Short exercise
Start at the line containing "Pick out the man's hand" and transcribe every line exactly through the end of the records below, and only those lines.

Material for the task

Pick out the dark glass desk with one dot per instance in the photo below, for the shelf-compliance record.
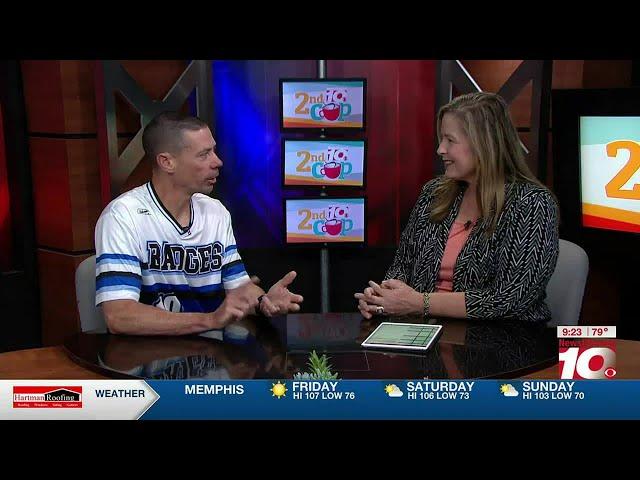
(280, 347)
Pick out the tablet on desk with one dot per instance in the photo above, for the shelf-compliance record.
(404, 336)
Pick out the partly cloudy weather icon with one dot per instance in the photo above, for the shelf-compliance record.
(508, 391)
(393, 390)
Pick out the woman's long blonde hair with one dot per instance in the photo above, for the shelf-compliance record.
(495, 144)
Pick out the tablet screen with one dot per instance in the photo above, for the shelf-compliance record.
(410, 336)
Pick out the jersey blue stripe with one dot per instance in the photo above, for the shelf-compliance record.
(117, 280)
(149, 273)
(120, 258)
(231, 278)
(117, 288)
(167, 287)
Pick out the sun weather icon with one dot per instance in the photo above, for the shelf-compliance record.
(508, 390)
(278, 389)
(393, 390)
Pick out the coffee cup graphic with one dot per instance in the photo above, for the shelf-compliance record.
(347, 168)
(331, 111)
(331, 169)
(345, 109)
(332, 227)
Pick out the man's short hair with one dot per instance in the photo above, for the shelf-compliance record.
(164, 133)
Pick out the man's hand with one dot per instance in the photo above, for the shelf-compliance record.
(279, 300)
(238, 303)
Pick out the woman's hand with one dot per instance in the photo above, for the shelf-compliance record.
(394, 296)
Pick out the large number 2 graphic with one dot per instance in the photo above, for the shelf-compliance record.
(613, 188)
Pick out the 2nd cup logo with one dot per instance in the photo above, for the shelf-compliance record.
(331, 106)
(332, 164)
(587, 358)
(333, 221)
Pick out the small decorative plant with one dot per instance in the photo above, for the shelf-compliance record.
(319, 369)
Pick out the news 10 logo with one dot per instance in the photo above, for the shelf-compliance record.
(587, 358)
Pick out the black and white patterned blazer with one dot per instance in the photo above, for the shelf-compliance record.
(502, 276)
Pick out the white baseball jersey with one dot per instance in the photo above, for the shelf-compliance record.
(143, 254)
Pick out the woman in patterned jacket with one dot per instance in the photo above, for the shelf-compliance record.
(482, 240)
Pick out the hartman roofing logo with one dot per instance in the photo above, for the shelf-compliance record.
(47, 397)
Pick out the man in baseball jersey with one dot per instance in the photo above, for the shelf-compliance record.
(166, 257)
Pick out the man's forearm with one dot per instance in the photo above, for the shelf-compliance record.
(134, 318)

Completed exercise
Pick out the man's hand with one dot per instance in the photo above, for the shelf-compliance record.
(279, 300)
(238, 303)
Pick out the woman's hand with one dot per instance in the photo above, for the shelf-compliance record.
(394, 296)
Pick out the large number 2 graphic with one dot per instance in the photo above, for the shelf-compliance record.
(613, 188)
Pick out the 2nd cup logo with one dot per instance in the photo above, for the shelf-compliance record.
(331, 106)
(332, 164)
(587, 358)
(333, 221)
Pick out the small decorative plant with one dot per instance in the photo above, for the shelf-compliance record.
(319, 369)
Pick out the news 10 logo with one dot per instance in the photo above, for the shelf-compliance record.
(587, 358)
Pick out the black and white patterned blazer with one dot per instance in the photo above, for the shelf-compliance record.
(502, 276)
Pick out the white baseball jersey with one dot per instance in the photo above, for the shelf-compliance record.
(143, 254)
Pick out the woman in patterned jacket with one dot per instance in the photo above, for the shelf-compliance record.
(482, 240)
Pick out the hartman roofing logo with one dot per instance in the photo above, for the shelf-compliance record.
(47, 397)
Pick out the man in baseball jersey with one dot per instance in the photo above, for the shelf-compliance record.
(166, 257)
Pick out the man's forearm with one dot per instance in the photo above, for the shelf-compliance record.
(134, 318)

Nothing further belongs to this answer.